[Data items]
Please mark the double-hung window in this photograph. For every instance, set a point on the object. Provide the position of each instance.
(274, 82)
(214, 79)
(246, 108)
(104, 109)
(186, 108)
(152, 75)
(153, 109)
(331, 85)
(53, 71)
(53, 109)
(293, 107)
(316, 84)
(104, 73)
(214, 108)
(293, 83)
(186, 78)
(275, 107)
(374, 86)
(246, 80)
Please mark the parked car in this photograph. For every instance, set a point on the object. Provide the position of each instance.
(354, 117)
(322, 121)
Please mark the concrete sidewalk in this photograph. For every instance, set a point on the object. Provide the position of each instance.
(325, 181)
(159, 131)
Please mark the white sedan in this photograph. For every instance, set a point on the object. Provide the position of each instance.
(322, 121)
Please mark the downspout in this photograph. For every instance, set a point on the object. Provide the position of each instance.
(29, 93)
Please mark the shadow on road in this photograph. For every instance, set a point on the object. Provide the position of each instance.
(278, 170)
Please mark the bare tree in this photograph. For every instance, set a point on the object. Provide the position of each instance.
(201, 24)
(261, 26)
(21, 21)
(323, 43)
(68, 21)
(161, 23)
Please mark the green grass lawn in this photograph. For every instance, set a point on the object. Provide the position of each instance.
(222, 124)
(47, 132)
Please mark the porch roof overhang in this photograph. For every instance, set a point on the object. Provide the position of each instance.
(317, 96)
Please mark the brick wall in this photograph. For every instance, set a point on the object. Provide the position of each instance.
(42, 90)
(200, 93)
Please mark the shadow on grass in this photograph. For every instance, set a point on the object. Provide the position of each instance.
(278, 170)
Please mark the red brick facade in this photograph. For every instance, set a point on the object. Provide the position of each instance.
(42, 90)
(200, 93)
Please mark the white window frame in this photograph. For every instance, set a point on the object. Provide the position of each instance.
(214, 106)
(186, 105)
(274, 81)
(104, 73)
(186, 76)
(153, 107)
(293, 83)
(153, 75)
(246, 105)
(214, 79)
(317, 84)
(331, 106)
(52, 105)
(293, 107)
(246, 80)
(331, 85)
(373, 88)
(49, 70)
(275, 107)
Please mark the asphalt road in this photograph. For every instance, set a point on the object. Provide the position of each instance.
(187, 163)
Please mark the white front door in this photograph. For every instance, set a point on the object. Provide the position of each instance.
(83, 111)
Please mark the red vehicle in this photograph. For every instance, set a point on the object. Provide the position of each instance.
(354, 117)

→ **Requirement**
Copy the records. Each line should match exactly.

→ **Answer for this exercise**
Please mark the double-hung window in this photograph. For every instance, set a point on the object. Provide the position of each instance.
(274, 82)
(214, 79)
(246, 108)
(104, 109)
(186, 108)
(152, 75)
(153, 109)
(331, 85)
(53, 71)
(53, 109)
(293, 107)
(316, 84)
(104, 73)
(214, 108)
(293, 83)
(186, 78)
(275, 107)
(374, 86)
(246, 80)
Please mark the parked car in this photograph. For every instance, set a point on the object. Provide the position of each instance.
(354, 117)
(322, 121)
Please mark the concrete sidewalk in this photograph. For every instance, set a point on the object. Provide the position of each instance.
(325, 181)
(159, 131)
Please mark the white sedan in this photograph. For every instance, set a point on the object. Provide the position of each instance.
(322, 121)
Please mark the downspout in this photograph. For every instance, set a point on the object. Provide the position of each instance.
(29, 93)
Please mark the shadow on road in this photograph. For every instance, set a point on the object. Provide the position of each instance.
(278, 170)
Please mark the bare tree in this photograph. For every instance, set a point on the object. Provide the position of each instance.
(201, 24)
(261, 26)
(21, 21)
(323, 43)
(68, 21)
(161, 23)
Please mark the green grass lawn in this photograph. For every instance, set a point on the object. Provide the position of each instance.
(222, 124)
(47, 132)
Please mark the porch roof overhang in this photograph. For every instance, set a point on the object. Provide the position of each instance.
(317, 96)
Please mark the brick wall in this photograph. For every instance, set a point on the object. Provide the position of each instance.
(42, 90)
(200, 93)
Please mark the shadow on grass in this photograph. For every instance, set a point on the object. Provide the position of each instance.
(278, 170)
Please mark the red brick facade in this photograph. For every instance, set a point on the object. Provide the position of each instance.
(42, 90)
(200, 93)
Please mark the white window frame in this photograph. For every instance, set a point on the object. Provide the position of each instance.
(214, 106)
(186, 105)
(274, 81)
(104, 73)
(186, 76)
(153, 107)
(293, 83)
(153, 75)
(246, 105)
(214, 79)
(317, 84)
(331, 106)
(52, 105)
(293, 107)
(246, 80)
(331, 85)
(373, 88)
(49, 70)
(275, 107)
Please mark the asphalt road in this photograph. For every instance, set a point on the object. Provide the position of each instance.
(187, 163)
Please mark the white front door in this photograph. For every instance, set a point on the object. Provide the position of each instance.
(83, 111)
Please mark the red vehicle in this photograph. For every instance, set a point on the object. Provide the position of each instance.
(354, 117)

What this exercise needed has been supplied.